Retford (Gamston) Aerodrome has a CAA Ordinary Licence (Number P783) that allows flights for the public transport of passengers or for flying instruction as authorised by the licensee (Gamston Aviation Limited).
Gamston airport was originally built as a Royal Air Force aerodrome with three runways in a triangular configuration (of which only one remains in common usage), and came into service in December 1942. It was part of the RAF Training Command as well as a 'satellite' to RAF Ossington, 8 mi (13 km) to the south. In May 1943 the field was transferred to 93 Group, Bomber Command Training.
In June the same year No. 82 Operational Training Unit arrived with Wellington Mk. III and Mk. X bombers, Miles Martinets (used as target tugs) and Hawker Hurricanes. A year later the unit became No. 86 Operational Training Unit with a new role; night training for Wellington bomber crews.

▶ **INSTRUCTIONS**:
- 1) In one to three sentences, explain what allows Gamston to host flights for the public transport of passengers or for flying instruction, according to the Gamston aerodrome text.
- 2) Please pick up the Gamston aerodrome text after its last sentence and continue it.
The data after this point is separate material, unrelated to the Gamston aerodrome text.

▶ **DATASET EXTRACT**:
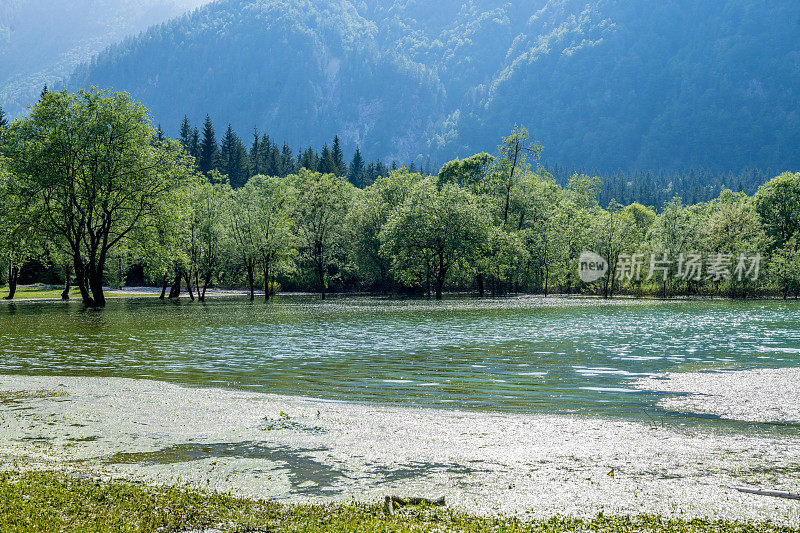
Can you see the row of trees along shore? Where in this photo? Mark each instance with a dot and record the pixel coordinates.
(93, 193)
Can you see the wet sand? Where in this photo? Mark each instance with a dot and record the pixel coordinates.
(485, 463)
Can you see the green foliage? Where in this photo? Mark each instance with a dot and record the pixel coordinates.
(45, 501)
(323, 201)
(91, 178)
(608, 85)
(87, 184)
(435, 229)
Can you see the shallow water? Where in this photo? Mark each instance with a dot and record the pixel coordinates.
(530, 355)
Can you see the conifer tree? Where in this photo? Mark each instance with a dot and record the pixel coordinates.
(3, 120)
(327, 163)
(356, 173)
(256, 161)
(286, 161)
(209, 150)
(186, 134)
(338, 157)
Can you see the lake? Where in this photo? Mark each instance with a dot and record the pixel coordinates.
(526, 355)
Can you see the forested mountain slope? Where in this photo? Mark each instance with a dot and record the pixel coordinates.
(41, 41)
(609, 84)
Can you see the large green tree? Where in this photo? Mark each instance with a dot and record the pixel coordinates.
(323, 201)
(88, 168)
(434, 230)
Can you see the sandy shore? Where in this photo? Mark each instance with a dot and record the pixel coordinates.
(531, 465)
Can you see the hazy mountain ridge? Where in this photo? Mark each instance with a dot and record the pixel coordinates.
(42, 41)
(603, 83)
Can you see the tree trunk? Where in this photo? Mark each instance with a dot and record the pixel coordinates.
(266, 283)
(13, 276)
(81, 278)
(546, 281)
(251, 279)
(175, 290)
(67, 283)
(189, 285)
(439, 285)
(321, 275)
(164, 285)
(206, 282)
(96, 286)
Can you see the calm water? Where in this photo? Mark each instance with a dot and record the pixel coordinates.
(530, 355)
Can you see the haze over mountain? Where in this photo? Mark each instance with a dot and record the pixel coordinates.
(604, 83)
(41, 41)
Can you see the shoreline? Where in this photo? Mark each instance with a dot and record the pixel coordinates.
(215, 293)
(299, 450)
(86, 503)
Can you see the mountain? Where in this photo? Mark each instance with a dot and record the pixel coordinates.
(42, 41)
(607, 84)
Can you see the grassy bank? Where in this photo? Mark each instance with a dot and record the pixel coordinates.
(46, 501)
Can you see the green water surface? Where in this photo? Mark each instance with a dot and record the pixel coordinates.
(523, 354)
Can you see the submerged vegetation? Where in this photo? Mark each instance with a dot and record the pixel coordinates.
(46, 501)
(95, 194)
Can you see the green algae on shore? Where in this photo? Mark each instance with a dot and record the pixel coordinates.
(46, 501)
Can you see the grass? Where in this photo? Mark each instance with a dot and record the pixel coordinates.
(48, 292)
(47, 501)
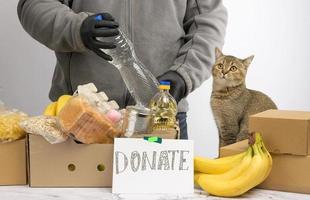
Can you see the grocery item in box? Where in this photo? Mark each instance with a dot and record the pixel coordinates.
(86, 123)
(9, 124)
(45, 126)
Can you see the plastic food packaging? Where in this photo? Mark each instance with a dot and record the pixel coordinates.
(164, 108)
(140, 82)
(86, 123)
(9, 124)
(45, 126)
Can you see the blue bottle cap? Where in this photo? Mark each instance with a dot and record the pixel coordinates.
(99, 18)
(164, 82)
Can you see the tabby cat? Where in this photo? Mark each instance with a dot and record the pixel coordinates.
(231, 102)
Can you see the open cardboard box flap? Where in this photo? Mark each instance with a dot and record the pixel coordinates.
(70, 164)
(284, 132)
(13, 163)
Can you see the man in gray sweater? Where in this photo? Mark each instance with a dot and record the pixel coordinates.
(175, 39)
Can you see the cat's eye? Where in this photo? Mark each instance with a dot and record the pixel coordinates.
(220, 66)
(233, 68)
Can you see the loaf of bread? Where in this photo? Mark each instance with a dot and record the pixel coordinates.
(85, 123)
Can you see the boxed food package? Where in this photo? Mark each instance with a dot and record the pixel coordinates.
(289, 173)
(284, 132)
(70, 164)
(13, 163)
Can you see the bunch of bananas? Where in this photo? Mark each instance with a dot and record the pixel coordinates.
(54, 108)
(234, 175)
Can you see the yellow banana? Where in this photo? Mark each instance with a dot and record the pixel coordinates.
(236, 171)
(217, 166)
(241, 184)
(62, 102)
(50, 109)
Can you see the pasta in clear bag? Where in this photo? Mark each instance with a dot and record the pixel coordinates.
(10, 129)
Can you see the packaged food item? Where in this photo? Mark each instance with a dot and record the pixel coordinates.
(9, 124)
(86, 123)
(45, 126)
(164, 108)
(54, 108)
(141, 83)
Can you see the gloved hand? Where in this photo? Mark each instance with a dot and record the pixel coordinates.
(177, 84)
(99, 25)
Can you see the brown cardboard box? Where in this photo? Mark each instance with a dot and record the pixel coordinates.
(13, 163)
(290, 173)
(284, 132)
(70, 164)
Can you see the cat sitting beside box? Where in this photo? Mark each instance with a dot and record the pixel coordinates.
(231, 101)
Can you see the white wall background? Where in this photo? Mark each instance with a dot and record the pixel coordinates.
(277, 32)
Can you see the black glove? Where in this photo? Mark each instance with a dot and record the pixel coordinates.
(177, 84)
(99, 25)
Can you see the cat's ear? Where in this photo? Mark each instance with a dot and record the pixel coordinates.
(218, 53)
(248, 61)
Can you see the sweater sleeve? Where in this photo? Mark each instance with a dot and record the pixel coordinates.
(52, 23)
(204, 25)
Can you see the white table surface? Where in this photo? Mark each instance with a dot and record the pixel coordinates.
(26, 193)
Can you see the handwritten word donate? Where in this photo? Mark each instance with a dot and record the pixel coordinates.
(173, 160)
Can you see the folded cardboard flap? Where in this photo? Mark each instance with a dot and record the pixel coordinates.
(69, 164)
(13, 163)
(289, 173)
(284, 132)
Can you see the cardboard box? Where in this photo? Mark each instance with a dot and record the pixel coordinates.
(13, 163)
(284, 132)
(290, 173)
(70, 164)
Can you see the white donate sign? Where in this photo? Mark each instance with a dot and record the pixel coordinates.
(140, 166)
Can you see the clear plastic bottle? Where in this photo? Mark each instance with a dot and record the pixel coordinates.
(140, 82)
(164, 108)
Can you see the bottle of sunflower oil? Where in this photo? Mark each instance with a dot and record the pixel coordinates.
(164, 108)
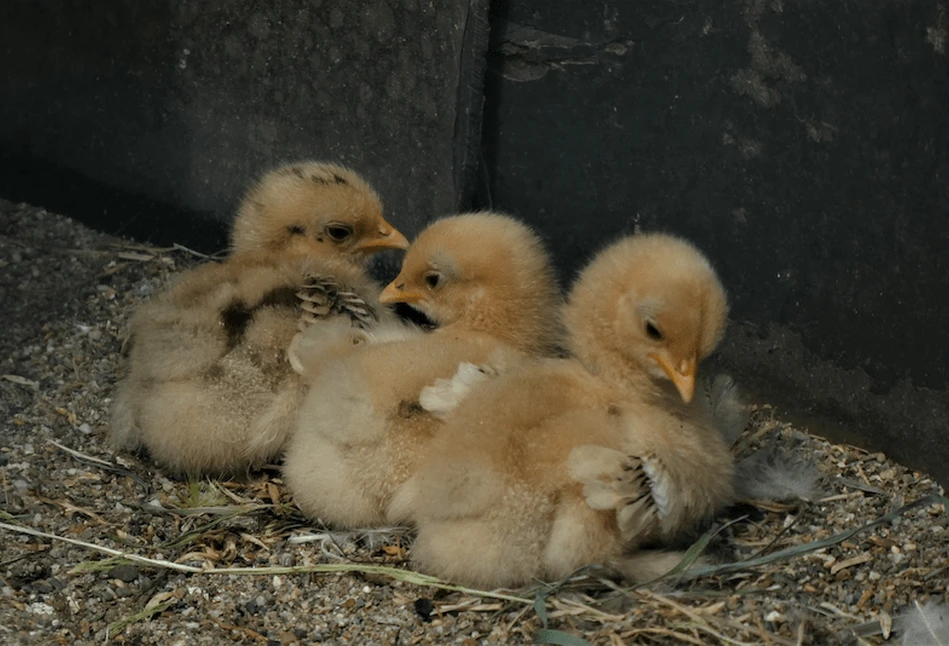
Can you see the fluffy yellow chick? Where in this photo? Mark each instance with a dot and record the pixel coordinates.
(561, 463)
(209, 388)
(486, 281)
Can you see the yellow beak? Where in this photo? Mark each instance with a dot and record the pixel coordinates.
(388, 238)
(394, 293)
(682, 376)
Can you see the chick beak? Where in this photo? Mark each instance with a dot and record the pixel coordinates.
(387, 237)
(395, 293)
(682, 376)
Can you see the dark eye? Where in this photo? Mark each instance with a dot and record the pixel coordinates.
(653, 332)
(339, 232)
(432, 279)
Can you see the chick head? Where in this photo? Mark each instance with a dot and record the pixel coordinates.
(483, 272)
(313, 209)
(650, 302)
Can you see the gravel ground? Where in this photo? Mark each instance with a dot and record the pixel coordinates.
(66, 500)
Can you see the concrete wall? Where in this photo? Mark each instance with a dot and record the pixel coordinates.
(175, 106)
(804, 145)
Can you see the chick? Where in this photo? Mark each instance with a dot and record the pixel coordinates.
(561, 463)
(208, 387)
(486, 282)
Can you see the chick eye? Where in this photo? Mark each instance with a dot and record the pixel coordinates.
(653, 332)
(433, 279)
(339, 232)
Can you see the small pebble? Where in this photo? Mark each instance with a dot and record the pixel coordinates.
(124, 573)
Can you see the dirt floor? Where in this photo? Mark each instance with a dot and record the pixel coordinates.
(219, 562)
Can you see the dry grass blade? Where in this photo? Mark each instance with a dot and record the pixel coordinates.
(799, 550)
(146, 613)
(702, 623)
(407, 576)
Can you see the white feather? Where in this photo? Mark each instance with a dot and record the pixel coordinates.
(444, 395)
(775, 474)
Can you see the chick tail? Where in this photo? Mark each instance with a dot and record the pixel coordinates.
(614, 480)
(722, 401)
(646, 566)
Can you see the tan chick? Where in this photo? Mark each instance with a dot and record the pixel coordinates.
(208, 387)
(562, 463)
(486, 281)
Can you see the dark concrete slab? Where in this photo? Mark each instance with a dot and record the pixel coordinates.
(127, 112)
(803, 145)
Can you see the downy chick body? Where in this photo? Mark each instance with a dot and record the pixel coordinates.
(208, 385)
(486, 281)
(561, 463)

▶ **WRITTEN ANSWERS**:
- 1) Gamston holds a CAA Ordinary Licence, Number P783. This licence allows flights for the public transport of passengers or for flying instruction as authorised by the licensee, Gamston Aviation Limited.

- 2)
By October 1944, Gamston was transferred to No. 7 Group, Bomber Command. A month later No. 3 Aircrew School transferred from RAF Shepherds Grove.
1945 saw the disbanding of No. 3 Aircrew School and the arrival of No. 30 Operational Training Unit transferred from RAF Hixon, Staffordshire with more Wellington bombers. After the end of World War II all training ceased and the airport was closed.
In May 1953 the airport was reopened as a satellite for nearby RAF Worksop and 211 Advanced Flying School (later No. 4 Flying Training School) was based there, flying Gloster Meteors and de Havilland Vampires.
The airport is today owned and operated by Gamston Aviation Limited which purchased the operation in July 1993.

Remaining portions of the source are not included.